Copy out the rows verbatim, starting at the line that contains "target | crumpled fender" and ending at the line that contains "<point>186,36</point>", including both.

>> begin

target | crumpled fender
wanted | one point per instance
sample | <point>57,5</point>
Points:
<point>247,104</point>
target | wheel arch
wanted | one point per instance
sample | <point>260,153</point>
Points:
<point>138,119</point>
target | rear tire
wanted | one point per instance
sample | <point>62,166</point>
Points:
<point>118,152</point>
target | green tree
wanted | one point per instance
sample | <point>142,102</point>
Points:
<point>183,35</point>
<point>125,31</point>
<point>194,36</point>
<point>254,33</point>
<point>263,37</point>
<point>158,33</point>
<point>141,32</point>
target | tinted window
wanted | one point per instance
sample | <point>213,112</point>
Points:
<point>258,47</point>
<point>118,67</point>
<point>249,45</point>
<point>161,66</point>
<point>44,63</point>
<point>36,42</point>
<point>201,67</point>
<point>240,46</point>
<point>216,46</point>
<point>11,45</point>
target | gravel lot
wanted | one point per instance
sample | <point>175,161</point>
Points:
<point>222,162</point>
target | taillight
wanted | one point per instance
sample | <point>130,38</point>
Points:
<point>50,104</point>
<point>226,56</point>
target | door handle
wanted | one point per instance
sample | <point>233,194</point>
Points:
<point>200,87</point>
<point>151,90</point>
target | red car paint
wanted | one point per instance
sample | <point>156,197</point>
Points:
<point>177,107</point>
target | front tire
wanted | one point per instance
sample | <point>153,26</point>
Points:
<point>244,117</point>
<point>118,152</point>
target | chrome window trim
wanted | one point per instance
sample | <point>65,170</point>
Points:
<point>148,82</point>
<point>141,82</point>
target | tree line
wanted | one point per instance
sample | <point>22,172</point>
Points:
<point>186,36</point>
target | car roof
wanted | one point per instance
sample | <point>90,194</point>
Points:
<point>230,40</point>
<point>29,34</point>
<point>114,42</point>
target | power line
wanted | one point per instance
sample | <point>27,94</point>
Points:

>> end
>> begin

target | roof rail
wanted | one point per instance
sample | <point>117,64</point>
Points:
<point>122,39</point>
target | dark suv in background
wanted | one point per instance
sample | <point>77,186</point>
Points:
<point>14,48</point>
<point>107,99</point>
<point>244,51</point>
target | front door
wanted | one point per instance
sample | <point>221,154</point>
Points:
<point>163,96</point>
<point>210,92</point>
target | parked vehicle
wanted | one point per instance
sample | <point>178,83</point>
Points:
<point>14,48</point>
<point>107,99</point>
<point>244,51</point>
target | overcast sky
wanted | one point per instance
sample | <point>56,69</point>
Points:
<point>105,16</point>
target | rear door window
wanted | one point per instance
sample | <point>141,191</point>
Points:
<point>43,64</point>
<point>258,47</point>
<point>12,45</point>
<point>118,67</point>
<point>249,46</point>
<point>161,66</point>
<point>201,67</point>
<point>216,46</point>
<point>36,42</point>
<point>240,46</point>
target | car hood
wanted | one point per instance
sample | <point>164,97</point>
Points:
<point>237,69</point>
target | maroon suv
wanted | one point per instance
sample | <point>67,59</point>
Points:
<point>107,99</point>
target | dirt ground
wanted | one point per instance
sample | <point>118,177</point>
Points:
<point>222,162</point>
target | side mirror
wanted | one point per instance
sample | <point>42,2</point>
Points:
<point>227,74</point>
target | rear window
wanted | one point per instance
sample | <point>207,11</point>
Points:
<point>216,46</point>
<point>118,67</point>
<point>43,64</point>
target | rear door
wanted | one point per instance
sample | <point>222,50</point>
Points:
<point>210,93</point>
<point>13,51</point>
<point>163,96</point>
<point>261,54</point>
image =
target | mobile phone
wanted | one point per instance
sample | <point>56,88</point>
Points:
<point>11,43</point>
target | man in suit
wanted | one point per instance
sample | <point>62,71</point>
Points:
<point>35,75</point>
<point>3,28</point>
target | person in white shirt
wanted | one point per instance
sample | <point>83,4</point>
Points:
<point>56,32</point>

>> end

CORRECT OUTPUT:
target | crumpled fender
wanted | one point per instance
sample | <point>57,5</point>
Points:
<point>247,104</point>
target | wheel arch
wanted | one point per instance
sample | <point>260,153</point>
Points:
<point>138,119</point>
target | rear tire
wanted | one point per instance
sample | <point>62,166</point>
Points:
<point>118,152</point>
target | green tree
wanted | one point per instance
sample | <point>142,102</point>
Points:
<point>183,35</point>
<point>125,31</point>
<point>194,36</point>
<point>254,33</point>
<point>263,37</point>
<point>158,33</point>
<point>141,32</point>
target | tinted window
wanted | one point per instance
sample | <point>213,112</point>
Points:
<point>258,47</point>
<point>118,67</point>
<point>249,45</point>
<point>161,66</point>
<point>44,63</point>
<point>36,42</point>
<point>201,67</point>
<point>240,46</point>
<point>216,46</point>
<point>11,45</point>
target | gravel lot
wanted | one point per instance
sample | <point>175,161</point>
Points:
<point>222,162</point>
target | taillight
wanted | one point per instance
sample | <point>130,38</point>
Points:
<point>50,104</point>
<point>226,56</point>
target | door handle
wanted | one point per instance
sample | <point>233,194</point>
Points:
<point>200,87</point>
<point>151,90</point>
target | red car paint
wanted | one point per instance
sample | <point>156,197</point>
Points:
<point>177,107</point>
target | front tire
wanted | one point per instance
sample | <point>153,26</point>
Points:
<point>244,117</point>
<point>118,152</point>
target | chrome window trim
wanted | one point per instance
sample | <point>65,170</point>
Points:
<point>148,82</point>
<point>141,82</point>
target | tree line
wanted | one point per instance
sample | <point>22,172</point>
Points:
<point>186,36</point>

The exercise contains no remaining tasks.